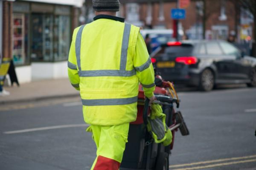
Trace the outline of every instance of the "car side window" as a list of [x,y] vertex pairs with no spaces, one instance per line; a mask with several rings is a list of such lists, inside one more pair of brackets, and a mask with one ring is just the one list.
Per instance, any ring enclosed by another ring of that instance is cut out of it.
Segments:
[[239,54],[239,51],[237,48],[229,43],[221,42],[220,42],[220,45],[224,53],[227,55],[237,55]]
[[206,45],[207,54],[212,55],[222,54],[221,48],[217,42],[209,42],[206,43]]
[[198,53],[199,54],[206,54],[206,50],[204,44],[201,44],[199,46]]

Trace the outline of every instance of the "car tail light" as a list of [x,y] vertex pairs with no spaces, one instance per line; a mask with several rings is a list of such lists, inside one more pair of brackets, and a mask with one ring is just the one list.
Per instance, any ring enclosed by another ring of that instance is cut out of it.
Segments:
[[186,65],[195,64],[198,62],[195,57],[177,57],[175,61],[177,62],[183,62]]
[[154,63],[157,62],[157,60],[154,58],[151,58],[151,62],[152,63]]
[[167,45],[168,46],[177,46],[181,45],[181,42],[179,41],[175,41],[174,42],[168,42]]

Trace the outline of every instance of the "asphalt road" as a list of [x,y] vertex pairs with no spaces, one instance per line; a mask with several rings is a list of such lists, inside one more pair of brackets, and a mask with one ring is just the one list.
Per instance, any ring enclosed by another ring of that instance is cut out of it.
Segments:
[[[176,133],[170,169],[256,170],[256,88],[179,95],[190,134]],[[79,98],[0,105],[0,170],[89,170],[81,113]]]

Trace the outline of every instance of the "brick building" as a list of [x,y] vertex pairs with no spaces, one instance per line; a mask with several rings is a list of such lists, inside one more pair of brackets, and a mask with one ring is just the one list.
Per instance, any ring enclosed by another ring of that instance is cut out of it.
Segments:
[[[173,20],[171,17],[171,10],[176,8],[177,0],[135,1],[121,0],[124,11],[122,17],[127,18],[129,15],[130,6],[137,6],[139,20],[142,26],[152,28],[173,28]],[[228,0],[206,0],[206,38],[226,39],[230,34],[237,34],[238,21],[239,14],[236,5]],[[192,39],[202,38],[204,3],[202,1],[190,1],[184,8],[186,17],[181,20],[180,26]],[[130,17],[136,18],[136,17]],[[129,18],[127,20],[129,20]],[[131,21],[132,21],[132,20]]]

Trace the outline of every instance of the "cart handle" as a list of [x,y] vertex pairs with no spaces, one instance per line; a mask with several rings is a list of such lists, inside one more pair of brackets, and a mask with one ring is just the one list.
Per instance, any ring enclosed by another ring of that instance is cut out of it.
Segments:
[[149,99],[146,97],[145,99],[144,107],[143,110],[143,121],[145,125],[148,124],[148,109],[149,105]]

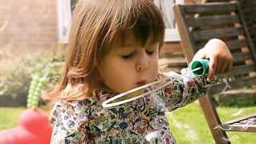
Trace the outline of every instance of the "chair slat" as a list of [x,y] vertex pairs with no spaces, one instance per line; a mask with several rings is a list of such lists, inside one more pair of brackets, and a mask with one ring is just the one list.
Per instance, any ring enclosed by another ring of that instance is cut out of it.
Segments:
[[[226,90],[239,89],[244,86],[255,85],[256,77],[247,77],[245,78],[235,80],[234,82],[230,82],[228,83],[231,86],[231,88],[227,88]],[[226,83],[220,83],[220,84],[214,85],[210,88],[209,92],[211,94],[220,93],[223,90],[225,86],[226,86]]]
[[226,44],[227,45],[230,50],[235,50],[235,49],[248,46],[248,43],[246,39],[226,41]]
[[254,65],[253,64],[236,66],[232,68],[231,71],[229,74],[227,74],[227,76],[246,74],[255,70],[255,70]]
[[233,37],[237,35],[243,35],[244,30],[241,27],[229,27],[214,30],[203,30],[197,31],[192,31],[192,35],[194,40],[209,39],[214,38]]
[[253,56],[250,52],[242,52],[242,53],[235,53],[232,54],[234,58],[234,63],[244,62],[246,59],[252,59]]
[[[225,43],[229,47],[230,50],[240,49],[242,47],[247,47],[248,43],[246,39],[235,39],[235,40],[230,40],[226,41]],[[196,44],[197,50],[203,48],[205,46],[206,42],[200,42]]]
[[183,9],[185,14],[204,14],[234,11],[237,10],[237,7],[235,4],[230,5],[227,3],[205,3],[204,6],[201,6],[200,4],[183,6]]
[[214,26],[235,23],[238,22],[239,18],[237,15],[213,15],[207,17],[189,18],[186,19],[188,26]]

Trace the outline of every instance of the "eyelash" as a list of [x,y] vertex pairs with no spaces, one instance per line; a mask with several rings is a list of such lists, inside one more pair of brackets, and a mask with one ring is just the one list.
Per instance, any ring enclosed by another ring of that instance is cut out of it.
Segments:
[[[152,54],[154,54],[155,51],[146,50],[146,52],[147,52],[148,54],[152,55]],[[131,53],[130,54],[128,54],[128,55],[122,55],[122,58],[124,59],[128,59],[128,58],[131,58],[132,55],[133,55],[133,52]]]
[[122,55],[122,58],[124,59],[128,59],[130,57],[132,57],[133,55],[133,53],[131,53],[130,54],[128,54],[128,55]]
=-=-=
Write out every entry above word for word, omitting the pictures.

- _The answer_:
Trace the outline of every instance of the "car side window" as a list of [x,y] vertex pairs with no spaces, one instance per line; a mask with several rings is a list of such lists, inside one more pair of brackets, and a mask with one ring is just the one list.
Per instance, any ring enclosed by another ring of that instance is cut out of it.
Segments:
[[239,54],[239,51],[237,48],[229,43],[221,42],[220,42],[220,45],[224,53],[227,55],[237,55]]
[[206,45],[207,54],[212,55],[222,54],[221,48],[217,42],[209,42],[206,43]]
[[198,53],[199,54],[206,54],[206,50],[204,44],[201,44],[199,46]]

Trace the outline of every instance of the "car tail light" as a list of [x,y] vertex pairs with no spaces, one instance per line; a mask with several rings is a list of such lists, inside one more pair of brackets, and a mask with one ring is just the one list.
Per instance, any ring enclosed by another ring of that instance is cut out of it.
Segments:
[[186,65],[195,64],[198,62],[195,57],[177,57],[175,61],[177,62],[183,62]]
[[154,63],[157,62],[157,60],[154,58],[151,58],[151,62],[152,63]]
[[167,45],[168,46],[177,46],[181,45],[181,42],[179,41],[175,41],[174,42],[168,42]]

Trace the outline of every instance of the "asphalt road" as a list of [x,y] vertex pairs with no spaces, one instance per line; a mask with several rings is a list of such lists, inside one more pair of brackets, and a mask with one ring is just the one list.
Per instance, any ring enclosed by another ring of that instance is cut out of it.
Segments:
[[[176,133],[170,169],[256,170],[256,88],[179,95],[190,134]],[[79,98],[0,105],[0,170],[89,170],[81,113]]]

Trace the outline of every instance of the "brick building" as a list of [x,y] vertex pairs with no spaces, one instance per line; a mask with several rings is a list of such lists, inside one more pair of brackets, and a mask with one ring is just the one list.
Per instance, any ring enclosed by another ring of that instance is cut out of it.
Segments:
[[[173,20],[171,17],[171,10],[176,8],[177,0],[135,1],[121,0],[124,11],[122,17],[127,18],[129,15],[130,6],[137,6],[139,20],[142,26],[152,28],[173,28]],[[228,0],[206,0],[206,38],[226,39],[230,34],[237,34],[238,21],[239,14],[236,5]],[[192,39],[202,38],[204,3],[202,1],[190,1],[184,8],[186,17],[181,20],[180,26]],[[130,17],[136,18],[136,17]],[[129,18],[127,20],[129,20]],[[131,21],[132,21],[132,20]]]

Trace the outline of every instance of the "cart handle" as a list of [x,y] vertex pairs with no spaces, one instance per line; a mask with several rings is a list of such lists, inside one more pair of brackets, and a mask with one ring is just the one list.
Per instance, any ring enclosed by another ring of that instance is cut out of it.
Segments:
[[149,99],[146,97],[145,99],[144,107],[143,110],[143,121],[145,125],[148,124],[148,109],[149,105]]

Trace the outline of every instance of the "chair slat" as a list of [x,y] vertex pairs with no spaces, one instance per line; a mask with several rings is a list of such lists, inside one more pair of brackets, and a mask with one ring is just the one list.
Per instance, any ring enclosed by another ring of that instance is cut out of it.
Segments:
[[[226,90],[239,89],[244,86],[255,85],[256,77],[247,77],[245,78],[235,80],[234,82],[230,82],[228,83],[231,86],[231,88],[227,88]],[[226,83],[220,83],[220,84],[214,85],[210,88],[209,92],[211,94],[220,93],[223,90],[225,86],[226,86]]]
[[226,44],[227,45],[230,50],[235,50],[235,49],[248,46],[248,43],[246,39],[226,41]]
[[254,65],[253,64],[236,66],[232,68],[231,71],[229,74],[227,74],[227,76],[246,74],[255,70],[255,70]]
[[233,37],[237,35],[243,35],[244,30],[241,27],[229,27],[214,30],[203,30],[197,31],[192,31],[192,35],[194,40],[209,39],[214,38]]
[[253,56],[250,52],[242,52],[242,53],[235,53],[232,54],[234,58],[234,63],[244,62],[246,59],[252,59]]
[[[225,43],[229,47],[230,50],[240,49],[242,47],[247,47],[248,43],[246,39],[235,39],[235,40],[230,40],[226,41]],[[196,44],[197,50],[203,48],[205,46],[206,42],[200,42]]]
[[183,9],[185,14],[204,14],[234,11],[237,10],[237,7],[235,4],[230,5],[227,3],[205,3],[204,6],[201,6],[200,4],[183,6]]
[[214,26],[235,23],[238,22],[239,18],[237,15],[213,15],[207,17],[189,18],[186,19],[188,26]]

Trace the outline of every instance of the "eyelash" as a list of [x,y] vertex pairs with no spaces, one instance per line; a mask with several rings is a list of such lists, inside one more pair of brackets, and a mask with one ring is just the one list.
Per instance, any ring enclosed by another ring of that instance is cut out of it.
Segments:
[[[152,54],[154,54],[155,51],[146,50],[146,52],[147,52],[148,54],[152,55]],[[131,53],[130,54],[128,54],[128,55],[122,55],[122,58],[124,59],[128,59],[128,58],[131,58],[132,55],[133,55],[133,52]]]
[[122,55],[122,58],[124,59],[128,59],[130,57],[132,57],[133,55],[133,53],[131,53],[130,54],[128,54],[128,55]]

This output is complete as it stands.